Requirement -> Whenever a picture appears, leave it out while repeating all the other data exactly.
··· Supplied data
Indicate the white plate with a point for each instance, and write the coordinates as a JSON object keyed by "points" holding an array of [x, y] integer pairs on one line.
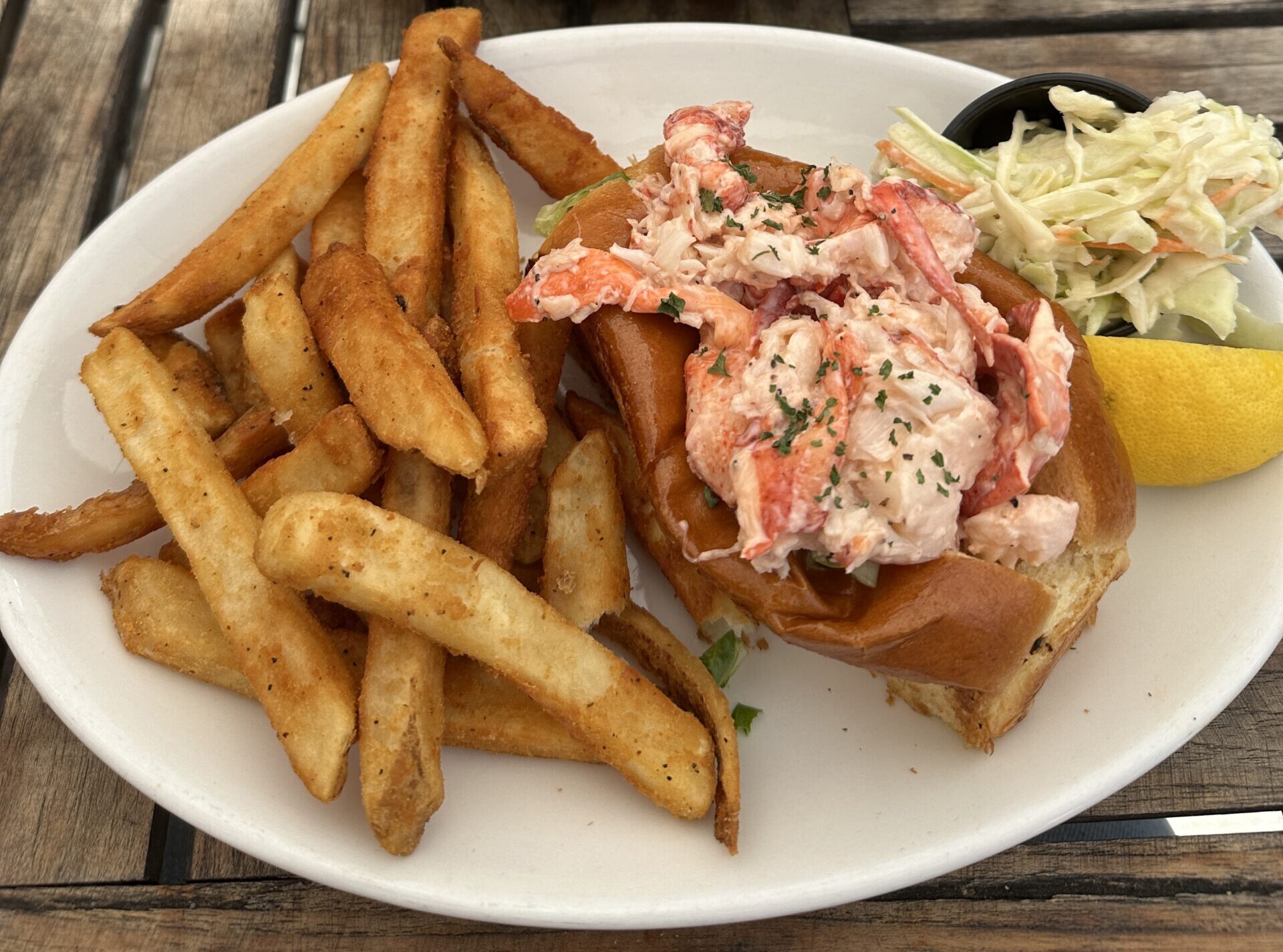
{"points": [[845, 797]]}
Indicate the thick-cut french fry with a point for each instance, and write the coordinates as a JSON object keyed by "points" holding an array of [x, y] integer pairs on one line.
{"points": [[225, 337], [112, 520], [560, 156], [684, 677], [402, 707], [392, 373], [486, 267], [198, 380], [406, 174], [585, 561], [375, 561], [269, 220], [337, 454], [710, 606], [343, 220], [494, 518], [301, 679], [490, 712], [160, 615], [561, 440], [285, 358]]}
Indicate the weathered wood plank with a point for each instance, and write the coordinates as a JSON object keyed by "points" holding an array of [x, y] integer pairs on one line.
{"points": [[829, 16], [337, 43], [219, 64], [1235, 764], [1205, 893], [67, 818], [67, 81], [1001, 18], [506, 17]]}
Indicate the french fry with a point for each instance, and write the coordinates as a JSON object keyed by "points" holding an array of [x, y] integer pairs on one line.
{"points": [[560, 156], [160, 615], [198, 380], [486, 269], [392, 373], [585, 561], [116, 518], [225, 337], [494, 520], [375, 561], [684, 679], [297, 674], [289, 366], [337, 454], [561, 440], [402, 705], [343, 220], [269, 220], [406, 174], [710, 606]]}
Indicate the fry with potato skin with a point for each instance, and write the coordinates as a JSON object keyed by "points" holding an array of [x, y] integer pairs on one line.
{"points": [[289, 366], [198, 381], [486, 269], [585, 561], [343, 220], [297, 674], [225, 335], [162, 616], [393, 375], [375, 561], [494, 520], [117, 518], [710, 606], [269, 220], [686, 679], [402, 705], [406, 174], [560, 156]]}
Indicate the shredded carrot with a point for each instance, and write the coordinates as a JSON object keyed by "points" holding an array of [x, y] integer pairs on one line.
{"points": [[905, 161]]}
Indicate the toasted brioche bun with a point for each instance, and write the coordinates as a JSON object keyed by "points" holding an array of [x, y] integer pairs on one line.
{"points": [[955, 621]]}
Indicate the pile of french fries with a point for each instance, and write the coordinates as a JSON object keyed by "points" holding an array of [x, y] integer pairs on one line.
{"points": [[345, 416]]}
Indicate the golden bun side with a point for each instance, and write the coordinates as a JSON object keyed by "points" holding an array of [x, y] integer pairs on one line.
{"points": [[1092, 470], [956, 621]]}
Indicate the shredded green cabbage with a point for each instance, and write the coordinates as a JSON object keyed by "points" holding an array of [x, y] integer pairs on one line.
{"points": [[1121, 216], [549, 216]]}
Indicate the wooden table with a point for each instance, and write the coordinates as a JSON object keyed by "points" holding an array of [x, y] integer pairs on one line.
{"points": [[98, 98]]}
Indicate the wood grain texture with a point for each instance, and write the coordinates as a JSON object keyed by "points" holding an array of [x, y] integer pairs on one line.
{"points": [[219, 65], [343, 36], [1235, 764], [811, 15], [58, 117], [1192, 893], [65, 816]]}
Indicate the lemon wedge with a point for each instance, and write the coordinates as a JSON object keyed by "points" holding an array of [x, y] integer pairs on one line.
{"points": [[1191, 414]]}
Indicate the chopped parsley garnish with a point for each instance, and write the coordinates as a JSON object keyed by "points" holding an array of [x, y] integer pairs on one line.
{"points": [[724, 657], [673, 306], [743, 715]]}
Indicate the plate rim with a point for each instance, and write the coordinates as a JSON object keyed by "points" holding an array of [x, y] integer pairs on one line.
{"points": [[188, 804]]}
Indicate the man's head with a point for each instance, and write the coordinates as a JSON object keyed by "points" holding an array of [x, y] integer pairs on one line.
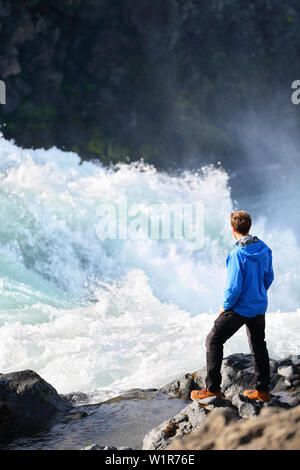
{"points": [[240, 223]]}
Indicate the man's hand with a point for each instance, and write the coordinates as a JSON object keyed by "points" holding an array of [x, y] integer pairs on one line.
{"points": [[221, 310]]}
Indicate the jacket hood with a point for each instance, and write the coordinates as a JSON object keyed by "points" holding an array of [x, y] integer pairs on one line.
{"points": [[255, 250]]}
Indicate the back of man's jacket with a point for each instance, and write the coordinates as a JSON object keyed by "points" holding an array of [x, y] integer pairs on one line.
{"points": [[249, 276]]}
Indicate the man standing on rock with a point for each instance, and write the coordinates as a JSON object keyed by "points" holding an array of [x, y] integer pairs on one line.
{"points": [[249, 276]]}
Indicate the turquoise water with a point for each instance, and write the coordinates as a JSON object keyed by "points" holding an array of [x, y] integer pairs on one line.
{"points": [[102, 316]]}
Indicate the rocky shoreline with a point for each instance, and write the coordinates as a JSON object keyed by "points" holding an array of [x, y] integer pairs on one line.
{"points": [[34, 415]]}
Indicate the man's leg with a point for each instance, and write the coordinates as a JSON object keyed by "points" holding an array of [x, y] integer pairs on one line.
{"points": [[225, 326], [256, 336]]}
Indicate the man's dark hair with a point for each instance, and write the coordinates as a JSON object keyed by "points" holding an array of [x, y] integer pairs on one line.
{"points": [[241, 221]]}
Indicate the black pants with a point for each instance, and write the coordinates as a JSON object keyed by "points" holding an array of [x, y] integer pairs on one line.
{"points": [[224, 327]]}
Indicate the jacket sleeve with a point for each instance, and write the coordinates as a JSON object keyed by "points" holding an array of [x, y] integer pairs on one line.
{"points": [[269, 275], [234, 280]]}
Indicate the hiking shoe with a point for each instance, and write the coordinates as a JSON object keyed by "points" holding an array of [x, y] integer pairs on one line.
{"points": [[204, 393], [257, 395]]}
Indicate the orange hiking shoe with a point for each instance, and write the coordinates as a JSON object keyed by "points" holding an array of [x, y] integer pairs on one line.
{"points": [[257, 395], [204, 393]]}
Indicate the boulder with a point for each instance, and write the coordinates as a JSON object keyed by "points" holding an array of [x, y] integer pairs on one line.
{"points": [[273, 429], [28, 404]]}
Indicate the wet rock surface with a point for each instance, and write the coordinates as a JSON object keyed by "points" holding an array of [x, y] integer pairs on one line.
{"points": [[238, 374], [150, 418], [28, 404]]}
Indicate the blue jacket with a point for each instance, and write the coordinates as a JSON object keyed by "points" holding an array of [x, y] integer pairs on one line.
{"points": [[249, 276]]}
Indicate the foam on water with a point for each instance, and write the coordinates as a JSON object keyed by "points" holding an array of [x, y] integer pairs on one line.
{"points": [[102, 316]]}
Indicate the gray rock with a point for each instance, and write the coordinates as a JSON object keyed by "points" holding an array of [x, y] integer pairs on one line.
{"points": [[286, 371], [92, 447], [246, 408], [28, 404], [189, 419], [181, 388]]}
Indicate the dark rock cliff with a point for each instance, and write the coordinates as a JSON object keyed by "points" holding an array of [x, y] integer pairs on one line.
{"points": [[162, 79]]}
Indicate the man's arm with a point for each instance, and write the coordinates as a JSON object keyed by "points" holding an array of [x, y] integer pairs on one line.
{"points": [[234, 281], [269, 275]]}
······
Your response ->
Indicate the white plate with a point for each instance, and write the coordinates as a JSON object keyed by "points" holding an array of [x, y] integer pairs on one line.
{"points": [[845, 797]]}
Indicate the thick-cut french fry with a point for each instance, and write the coordinates as a JSON object keyed by "points" holding an array of [x, y] integer pairs on one line.
{"points": [[225, 337], [112, 520], [560, 156], [684, 677], [402, 707], [392, 373], [486, 267], [198, 380], [406, 174], [585, 561], [375, 561], [269, 220], [337, 454], [710, 606], [343, 220], [494, 518], [301, 679], [490, 712], [160, 615], [561, 440], [285, 358]]}
Indicate the weathered wood plank with a point for each instance, and write the coordinates as a JSON object keyed by "points" holding an array of [x, y] integer pairs on one line.
{"points": [[829, 16], [337, 43], [219, 64], [1235, 764], [1205, 893], [67, 818], [67, 81], [1001, 18], [506, 17]]}
Indicate the french fry with a point for each instance, and write the coordinates as a JSON object keyed by "points" holding an array of [x, y] integer pairs on one line.
{"points": [[560, 156], [160, 615], [198, 380], [486, 269], [392, 373], [585, 561], [116, 518], [225, 337], [494, 520], [375, 561], [684, 679], [297, 674], [289, 366], [337, 454], [561, 440], [402, 705], [343, 220], [269, 220], [406, 174], [710, 606]]}
Indicate the fry with potato skin with a point for each instance, and write the coordinates as a JSON object keyed by "points" holding an array of [x, y] integer pairs on one line.
{"points": [[289, 366], [198, 381], [486, 269], [585, 561], [343, 220], [297, 674], [225, 335], [162, 616], [393, 375], [375, 561], [494, 520], [117, 518], [710, 606], [269, 220], [686, 679], [402, 705], [406, 174], [560, 156]]}
Indicate the shredded carrot with a point for each instance, and write the coordinates as a JSON object keyed by "points" holding an array of [x, y] integer pairs on one line.
{"points": [[905, 161]]}
Indicate the toasted brioche bun with a point for each instance, and write the coordinates as a JSON object keyed by "points" holding an array of [x, y] integer pairs on one line.
{"points": [[955, 621]]}
Indicate the pile of french fries with a point for each instance, and write the coordinates as a JSON object keyed by "points" holding an array of [x, y] integer pairs on one line.
{"points": [[345, 416]]}
Indicate the golden bun side with a point for each instance, and write the coordinates as a JSON object keyed by "points" holding an array of [x, y] integer pairs on one line.
{"points": [[1092, 470], [956, 621]]}
Indicate the shredded green cabbage with a point for each instance, and write the coordinates as a JSON object keyed by "points" holding an array of [x, y] integer pairs on one line.
{"points": [[1121, 216], [549, 216]]}
Indicate the wooden table with a point for each instance, and write the coordinates as a JSON object keyed by "points" holding an array of [x, y] integer pairs on one line.
{"points": [[98, 98]]}
Indicate the wood grain texture with a point for each instance, and write the coordinates as a JSON object keyed by "points" holding an array of [x, y] integer pairs on one line.
{"points": [[219, 65], [343, 36], [1235, 764], [811, 15], [58, 117], [1192, 893], [65, 816]]}
Indicate the lemon wedge with a point for each instance, and write the coordinates as a JSON object keyed by "points" holding an array of [x, y] integer pairs on one line.
{"points": [[1191, 414]]}
Indicate the chopped parsley garnish with a point for each instance, and write the coordinates as a JSON object keyed by "points" holding an array of [x, y] integer pairs on one line.
{"points": [[724, 657], [673, 306], [743, 715]]}
Indicate the plate rim with a point for each instance, and write the coordinates as a JSON object keyed by "points" holding an array of [x, y] integer pairs on one line.
{"points": [[188, 804]]}
Indicate the man's head with a point for each instance, and write the coordinates as a JSON object keyed by "points" holding an array of [x, y] integer pairs on one line.
{"points": [[240, 223]]}
Indicate the man's hand with a point for each instance, and write the coordinates as a JSON object keyed by "points" holding an array of [x, y] integer pairs on one line.
{"points": [[221, 310]]}
Indicate the jacket hood with a point for each instance, and write the coordinates as a JSON object keyed by "points" holding an array of [x, y] integer pairs on one line.
{"points": [[255, 250]]}
Indicate the back of man's jacket with a point for each instance, and write the coordinates as a JSON object keyed by "points" holding an array of [x, y] integer pairs on one line.
{"points": [[249, 276]]}
Indicate the man standing on rock with a point for each instance, and write the coordinates as a JSON object keyed by "points" holding an array of [x, y] integer pairs on one line.
{"points": [[249, 276]]}
Indicate the turquoise water with a point for each instance, and write the coordinates as a JSON object keyed by "points" holding an array of [x, y] integer pairs on one line.
{"points": [[102, 316]]}
Indicate the rocky shoreline with a point for each instance, and write the coordinates as a JSON object keyed by "points" holding an array of [x, y] integer pairs on one line.
{"points": [[34, 415]]}
Indicate the man's leg with a point for each instance, and write the coordinates as a JSON object keyed by "points" holding an array of [x, y] integer pairs on one line.
{"points": [[225, 326], [256, 336]]}
Indicate the man's dark hair with a point for each instance, and write the coordinates as a JSON object keyed by "points" holding an array of [x, y] integer pairs on one line.
{"points": [[241, 221]]}
Indicate the black pants with a point for each instance, and write the coordinates as a JSON object keyed by "points" holding an array of [x, y] integer pairs on one line.
{"points": [[224, 327]]}
Indicate the jacket sleeve with a point for each instance, and write the coordinates as a JSON object keyed by "points" holding an array of [x, y] integer pairs on one line.
{"points": [[269, 275], [234, 280]]}
Indicate the hiking shoe with a point for each instance, and write the coordinates as a JSON object keyed by "points" holding an array of [x, y] integer pairs on one line.
{"points": [[204, 393], [257, 395]]}
Indicate the orange hiking shoe with a point for each instance, and write the coordinates as a JSON object keyed by "points" holding an array of [x, y] integer pairs on one line.
{"points": [[257, 395], [204, 393]]}
Indicate the boulder with a point for each instance, and write the coordinates as a JSON object keyed by "points" holding an array of [x, y] integer pairs on one line.
{"points": [[273, 429], [28, 404]]}
Indicate the wet rock surface with a point for each instance, and write the coordinates as a JSON object keyed by "points" holding an array of [x, y] integer pairs on one line.
{"points": [[238, 374], [150, 418], [28, 404]]}
Indicate the blue jacket with a point for each instance, and write the coordinates as a JSON object keyed by "points" holding an array of [x, y] integer pairs on one line.
{"points": [[249, 276]]}
Indicate the foam on water with a point for each instance, and write the coordinates as a JSON object keyed by "points" holding an array of [x, y] integer pairs on one line.
{"points": [[102, 316]]}
Indicate the gray rock with a point for each instance, and write the coordinates as a JSON object keyed by "points" holding an array of [x, y] integer pairs on one line.
{"points": [[286, 371], [92, 447], [246, 408], [28, 404], [189, 419], [181, 388]]}
Indicate the dark rock cliff with a point for each instance, and write the coordinates as a JSON object keyed by "points" holding an array of [x, y] integer pairs on one line.
{"points": [[162, 79]]}
Indicate the man's arm with a point for each instance, and write the coordinates as a JSON object keyed by "points" holding an array of [x, y] integer pairs on one line.
{"points": [[234, 281], [269, 275]]}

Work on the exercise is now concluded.